## EXTRACTED DATA
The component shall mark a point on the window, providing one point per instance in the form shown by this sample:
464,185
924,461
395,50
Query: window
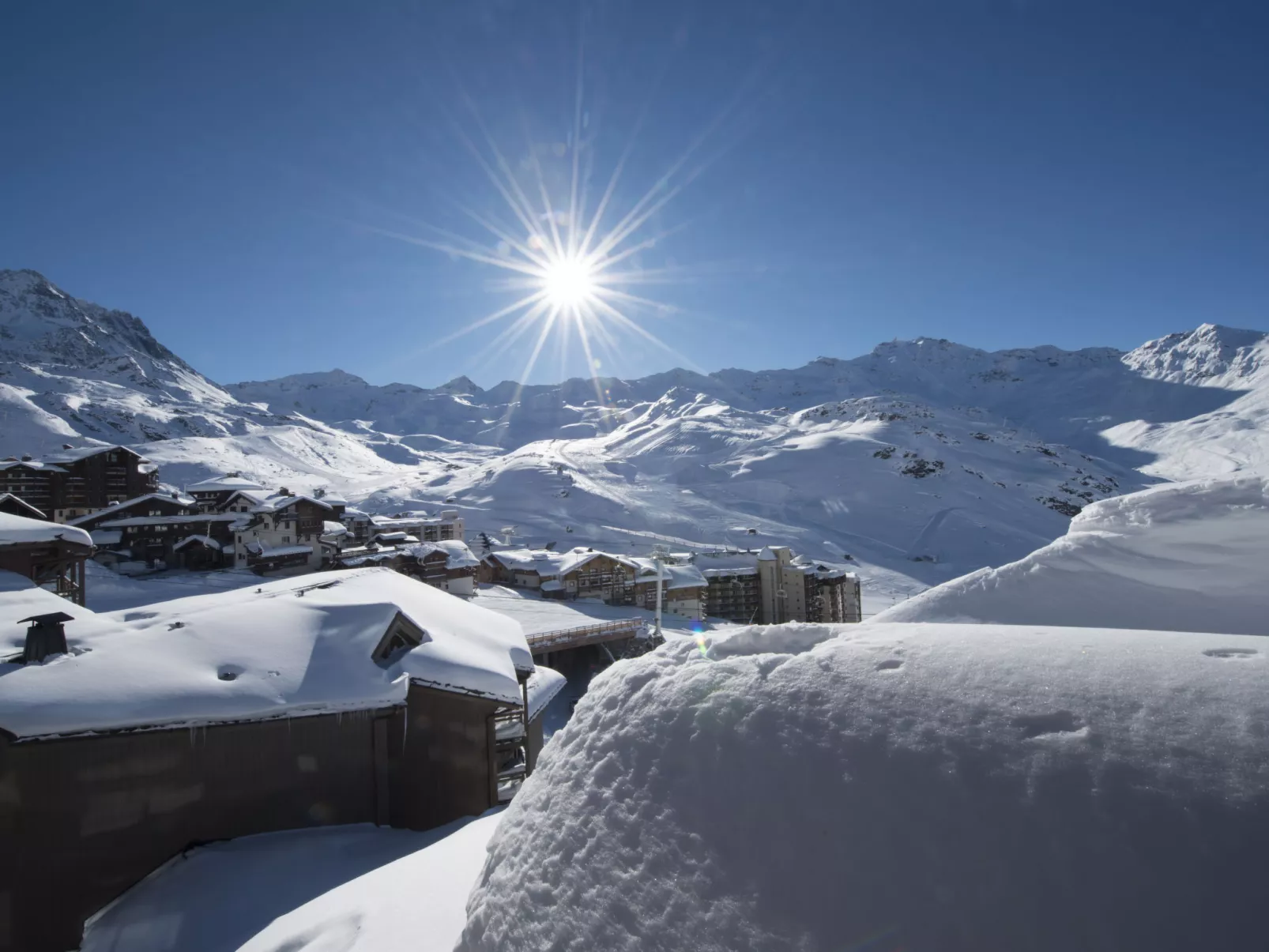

## EXERCISE REQUIREMENTS
Write out the entries above again with each "window" swapped for "door", changing nothing else and leaving out the pictures.

## FULL RESPONSE
The component shall mark a point on the door, providing one point per instance in the form shown by this sample:
464,185
924,461
395,50
Query: door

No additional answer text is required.